▶ WHAT THIS EXERCISE ASKS:
a – Retype the passage of the article on autism and anorexia from "In August, Autism" up to and including "in girls under-diagnosed?".
b – Write what comes next in the article on autism and anorexia, starting after its last sentence.

▶ SUPPLIED TEXT:
= = = = =
In August, Autism Daily Newscast ran an article covering a recent study linking the characteristics of autism and anorexia nervosa. In our recent series on females with autism, we also covered the differences in the way symptoms of autism present in girls, leading to later diagnosis, and leading to the question – is autism in girls under-diagnosed?
Now, researchers are following up on the link between autism and anorexia, and taking it a step further, wondering, is anorexia actually undiagnosed autism?
Janet Treasure, Professor of Psychiatry at King’s College, London, and head of the Eating Disorders Unit at the South London and Maudsley NHS Trust, believes it may be. She cites personality traits that tend to overlap between the two disorders. These include perfectionism, anxiety, extreme rule-making, and preoccupation with and rigid adherence to these rules. Her theory also flies against the common belief that eating disorders are caused by outside triggers – namely, a media that glorifies a slim female body.
Other studies have also noted similarities between the two disorders. These findings suggest that current treatment models for eating disorders are missing the mark. Professor Christopher Gillberg of the University of Strathclyde believes that this link to undetected autism may be the reason for anorexia’s low recovery rates. Currently 5% of anorexic patients die from complications due to their disorder, and only 40% make a full recovery. Professor Gillberg believes that the current treatment model of psychotherapy and family therapy is ineffective because patients are unable to understand the full ramifications of what is being said. He believes that a more concrete, one-on-one intervention model would be more effective.
= = = = =
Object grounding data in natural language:
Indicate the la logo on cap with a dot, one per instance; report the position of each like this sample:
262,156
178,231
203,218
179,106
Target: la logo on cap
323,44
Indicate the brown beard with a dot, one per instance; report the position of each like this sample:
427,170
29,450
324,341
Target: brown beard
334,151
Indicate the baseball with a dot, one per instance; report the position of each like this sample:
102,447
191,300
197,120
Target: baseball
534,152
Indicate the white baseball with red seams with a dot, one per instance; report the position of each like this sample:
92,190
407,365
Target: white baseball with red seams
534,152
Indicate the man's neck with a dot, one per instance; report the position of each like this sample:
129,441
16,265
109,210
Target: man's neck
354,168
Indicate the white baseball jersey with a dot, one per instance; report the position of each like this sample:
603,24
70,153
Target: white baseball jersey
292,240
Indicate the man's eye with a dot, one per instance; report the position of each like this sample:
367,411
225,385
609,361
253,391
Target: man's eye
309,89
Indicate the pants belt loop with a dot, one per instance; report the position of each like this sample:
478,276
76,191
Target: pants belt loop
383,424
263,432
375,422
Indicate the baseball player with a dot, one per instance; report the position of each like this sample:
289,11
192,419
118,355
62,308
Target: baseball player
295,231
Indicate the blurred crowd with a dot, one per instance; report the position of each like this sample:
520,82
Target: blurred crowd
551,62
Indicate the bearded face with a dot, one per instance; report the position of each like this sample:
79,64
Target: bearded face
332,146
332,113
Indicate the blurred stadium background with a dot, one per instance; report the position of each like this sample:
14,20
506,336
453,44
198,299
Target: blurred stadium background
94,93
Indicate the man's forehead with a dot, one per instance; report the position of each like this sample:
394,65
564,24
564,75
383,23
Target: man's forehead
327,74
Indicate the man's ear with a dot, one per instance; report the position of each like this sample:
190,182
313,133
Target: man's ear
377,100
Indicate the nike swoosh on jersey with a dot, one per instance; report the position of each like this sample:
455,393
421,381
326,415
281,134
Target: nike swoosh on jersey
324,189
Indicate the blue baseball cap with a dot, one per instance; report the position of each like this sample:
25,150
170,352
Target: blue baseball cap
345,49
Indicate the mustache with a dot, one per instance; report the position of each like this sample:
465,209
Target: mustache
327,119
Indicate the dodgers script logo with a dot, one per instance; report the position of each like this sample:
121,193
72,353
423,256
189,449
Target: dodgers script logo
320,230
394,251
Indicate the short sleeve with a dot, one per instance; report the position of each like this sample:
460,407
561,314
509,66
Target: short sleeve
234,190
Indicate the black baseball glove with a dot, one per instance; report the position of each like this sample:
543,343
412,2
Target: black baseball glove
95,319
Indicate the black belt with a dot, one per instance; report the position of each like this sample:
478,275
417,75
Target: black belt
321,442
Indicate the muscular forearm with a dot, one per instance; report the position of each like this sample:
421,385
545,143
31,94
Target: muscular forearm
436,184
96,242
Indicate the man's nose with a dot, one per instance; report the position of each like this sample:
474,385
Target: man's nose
= = = = =
▶ EXPECTED OUTPUTS:
a –
In August, Autism Daily Newscast ran an article covering a recent study linking the characteristics of autism and anorexia nervosa. In our recent series on females with autism, we also covered the differences in the way symptoms of autism present in girls, leading to later diagnosis, and leading to the question – is autism in girls under-diagnosed?

b –
Judith Gould, director of the National Autistic Society’s Diagnostic Centre, believes that autism in girls is often misdiagnosed because their symptoms present differently than those in boys. She agrees that anorexia, which is predominately diagnosed in girls, could be linked to an undiagnosed autism spectrum disorder.
Scientists are starting to take note of the similarities, and are seeking genetic and biochemical causes for eating disorders, using DNA sequencers and PET scanners to find biological differences in the brains of patients with anorexia.
Not all experts agree, however. Dr. Richard Pomerance, Phd., has treated a number of Asperger’s patients in his private practice in Boston. He says, “Just because it looks like a duck doesn’t make anorexia an Asperger’s duck.” He also points out that there are several symptoms of Asperger’s that do not always present in patients with anorexia, such as difficulty interpreting facial expressions and social cues.
Is it possible that a number of patients with eating disorders are actually have an undiagnosed autism spectrum disorder? And is it also possible that by improving early detection of autism spectrum disorders in girls, we could reduce the number of girls who will eventually develop eating disorders such as anorexia?
More research is necessary to determine whether this is the case, but the links between autism and eating disorders could point the way.